February 9, 2023
All information included in this communication is from town documents or from town officials. The purpose is to provide the facts to taxpayers in the community since many had not heard or read the full implications to them personally. BRCA presents the question about whether additional debt or additional property taxes should be imposed to fund the cost of an aesthetic project in view of other huge capital needs that must be addressed by the town. The responses that we have received are heavily weighted toward not wanting to pay additional property taxes for burying the utilities on Main Street in light of other town needs. Many of the BRCA board members attended some or all sessions of the winter retreat for the Town Council which was held three days this past week, and we learned a lot more about those needs that will require funding sources. Social Media has proven that many have several misconceptions about these projects. While BRCA takes no official position on these issue we feel its important to provide you with the facts for your own consideration.
Town of Blowing Rock Town Council Retreat
Jan 30 – Feb 1, 2023, Brief Summary
Speeding, Traffic Issues: Town Manager Shane Fox noted the new stoplight at Green Hill is now operational on 321 and addition of two police position (one recently filled which includes our first K-9 unit, the other has been offered to a new police academy grad in the spring).

**WORK TO COMPLETE**:
Return the passage of the BRCA communication between "Town of Blowing" and "in the spring).", inclusive, without any change.

**DATASET RECORDS**:
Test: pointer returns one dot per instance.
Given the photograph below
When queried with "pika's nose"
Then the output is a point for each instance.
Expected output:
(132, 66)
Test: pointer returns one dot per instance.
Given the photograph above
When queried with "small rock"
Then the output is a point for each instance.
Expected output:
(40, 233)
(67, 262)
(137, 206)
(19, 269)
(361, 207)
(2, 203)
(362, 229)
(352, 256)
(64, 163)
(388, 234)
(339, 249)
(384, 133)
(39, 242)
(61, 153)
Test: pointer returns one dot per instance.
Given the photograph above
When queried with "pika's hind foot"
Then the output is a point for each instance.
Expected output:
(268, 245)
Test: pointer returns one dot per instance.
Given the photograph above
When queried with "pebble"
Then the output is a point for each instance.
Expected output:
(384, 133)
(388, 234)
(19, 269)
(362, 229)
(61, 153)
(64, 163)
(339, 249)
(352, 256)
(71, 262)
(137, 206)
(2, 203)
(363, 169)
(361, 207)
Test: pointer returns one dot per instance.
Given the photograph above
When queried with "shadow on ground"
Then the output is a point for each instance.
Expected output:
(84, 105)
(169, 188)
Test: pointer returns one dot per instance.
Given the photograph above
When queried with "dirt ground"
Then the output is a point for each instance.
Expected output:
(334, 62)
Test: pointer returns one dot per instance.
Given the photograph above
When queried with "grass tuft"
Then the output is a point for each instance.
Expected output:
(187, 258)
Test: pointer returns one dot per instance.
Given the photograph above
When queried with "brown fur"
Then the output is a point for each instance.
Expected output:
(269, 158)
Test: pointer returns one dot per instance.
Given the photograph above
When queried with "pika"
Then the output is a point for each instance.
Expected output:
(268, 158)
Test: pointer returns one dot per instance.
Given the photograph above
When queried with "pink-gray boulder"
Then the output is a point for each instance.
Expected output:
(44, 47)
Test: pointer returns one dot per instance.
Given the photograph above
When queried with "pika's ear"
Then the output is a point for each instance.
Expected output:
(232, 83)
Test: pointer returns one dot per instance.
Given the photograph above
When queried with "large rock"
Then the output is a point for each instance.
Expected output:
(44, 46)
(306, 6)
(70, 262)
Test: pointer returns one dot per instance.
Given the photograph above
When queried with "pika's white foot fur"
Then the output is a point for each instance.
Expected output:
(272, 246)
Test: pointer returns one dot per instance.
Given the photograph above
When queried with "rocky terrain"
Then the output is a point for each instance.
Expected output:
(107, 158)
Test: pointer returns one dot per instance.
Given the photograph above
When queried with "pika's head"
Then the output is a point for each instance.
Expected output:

**WRITTEN ANSWER**:
Town of Blowing Rock Town Council Retreat
Jan 30 – Feb 1, 2023, Brief Summary
Speeding, Traffic Issues: Town Manager Shane Fox noted the new stoplight at Green Hill is now operational on 321 and addition of two police position (one recently filled which includes our first K-9 unit, the other has been offered to a new police academy grad in the spring).